• _Document text_:

7.  USB in HOST mode:
=====================
	The mode of the USB controller (device or host) is configured using the UBoot environment variables. 
	To work in USB HOST mode, set the UBoot variable "usb0Mode"/"usb1Mode"/"usb2Mode" to "host".
	The USB driver uses the standard Linux ehci driver.

8. USB in Device mode:
======================
	The mode of the USB controller (device or host) is configured using the UBoot environment variables. 
	To work in USB Device mode, set the UBoot variable "usb0Mode"/"usb1Mode"/"usb2Mode" to "device".
	Marvell tests the mass storage functionality and the driver is located in: arch/arm/plat-armada/mv_drivers_lsp/mv_udc/mv_udc_main.c

	Please refer to the arch/arm/plat-armada/mv_drivers_lsp/mv_udc/README for full step on the procedure used to test the usb mass storage gadget.
	
9.  Real Time Clock:
====================

	The driver is found under  /drivers/rtc/rtc-mv.c
	To set the time in the RTC from the current Linux clock, use the hwclock set command  for example:
	hwclock --set --date="3/14/2007 21:00:00"
	To read the date and time from the integrated RTC unit, use the command hwclock.
	Trying to read clock before it was set for the first might return an error message.

10.  CESA:
==========
	OpenSSL:
	--------
	  See  cesa/openssl/README

	IPsec:
	------
	  see cesa/openswan/README

11. LCD: 
========
	11.1 enabling LCD:
	-------------------
	To enable/ use a LCD screen, the u-boot must set the following parameters:
	lcd0_params  the appropriate LCD parameters in the following format 480x272-24@60
	lcd0_enable: set to 1.

Excerpts from point annotation data

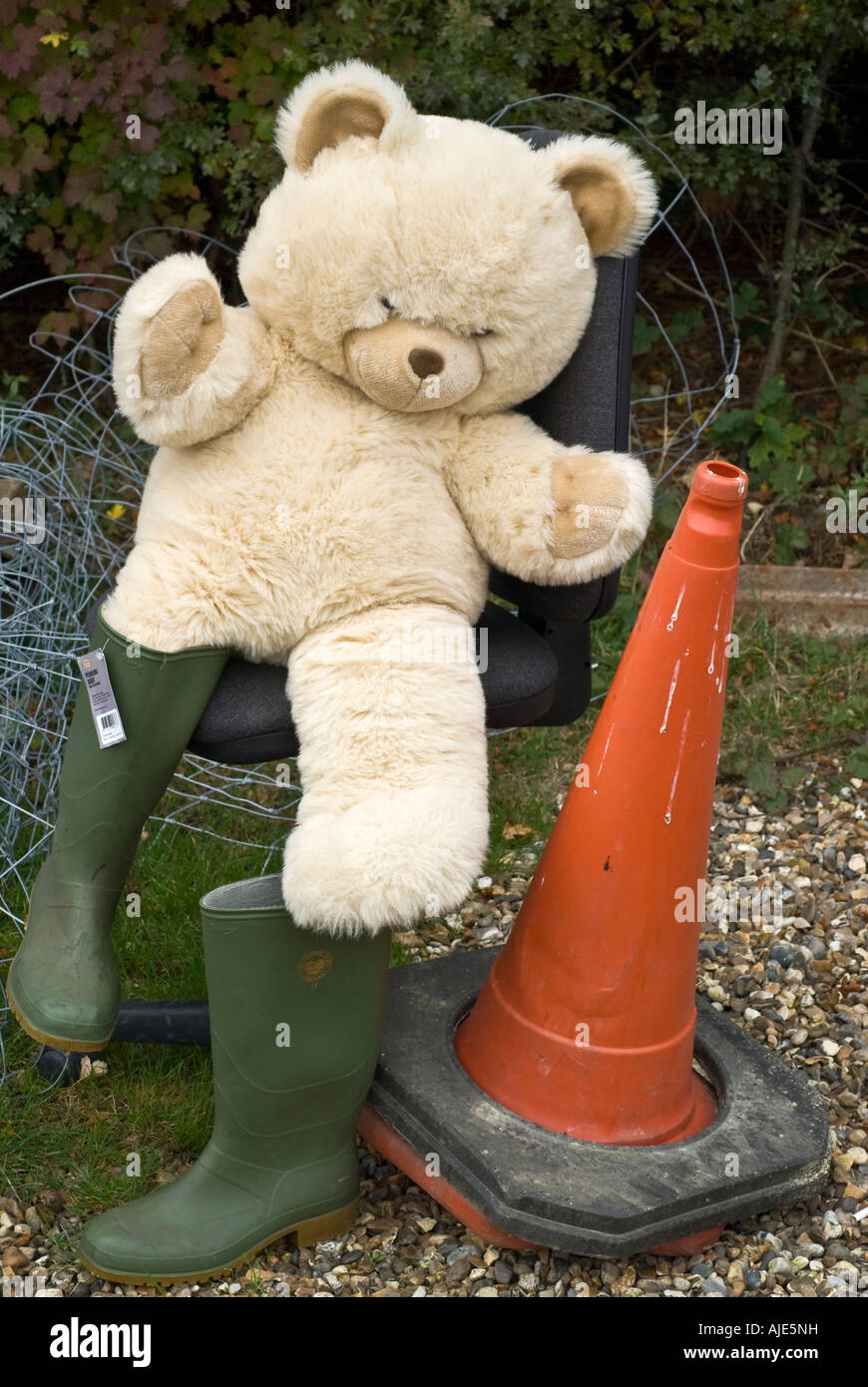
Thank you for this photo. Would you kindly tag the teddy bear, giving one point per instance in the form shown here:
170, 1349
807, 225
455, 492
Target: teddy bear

• _Set task 1_:
Print the part of the driver notes running from "8. USB in Device" down to "mass storage gadget.".
• _Set task 2_:
Say whether each statement agrees with the driver notes, answering yes or no and quoting the words that decide it: (a) In USB host mode, the USB driver uses the standard Linux ehci driver. (b) To enable an LCD screen, lcd0_enable must be set to 0. (c) The command hwclock reads the date and time from the integrated RTC unit.

• _Final result 1_:
8. USB in Device mode:
======================
	The mode of the USB controller (device or host) is configured using the UBoot environment variables. 
	To work in USB Device mode, set the UBoot variable "usb0Mode"/"usb1Mode"/"usb2Mode" to "device".
	Marvell tests the mass storage functionality and the driver is located in: arch/arm/plat-armada/mv_drivers_lsp/mv_udc/mv_udc_main.c

	Please refer to the arch/arm/plat-armada/mv_drivers_lsp/mv_udc/README for full step on the procedure used to test the usb mass storage gadget.

• _Final result 2_:
(a) Yes: "The USB driver uses the standard Linux ehci driver."
(b) No: "lcd0_enable: set to 1."
(c) Yes: "To read the date and time from the integrated RTC unit, use the command hwclock."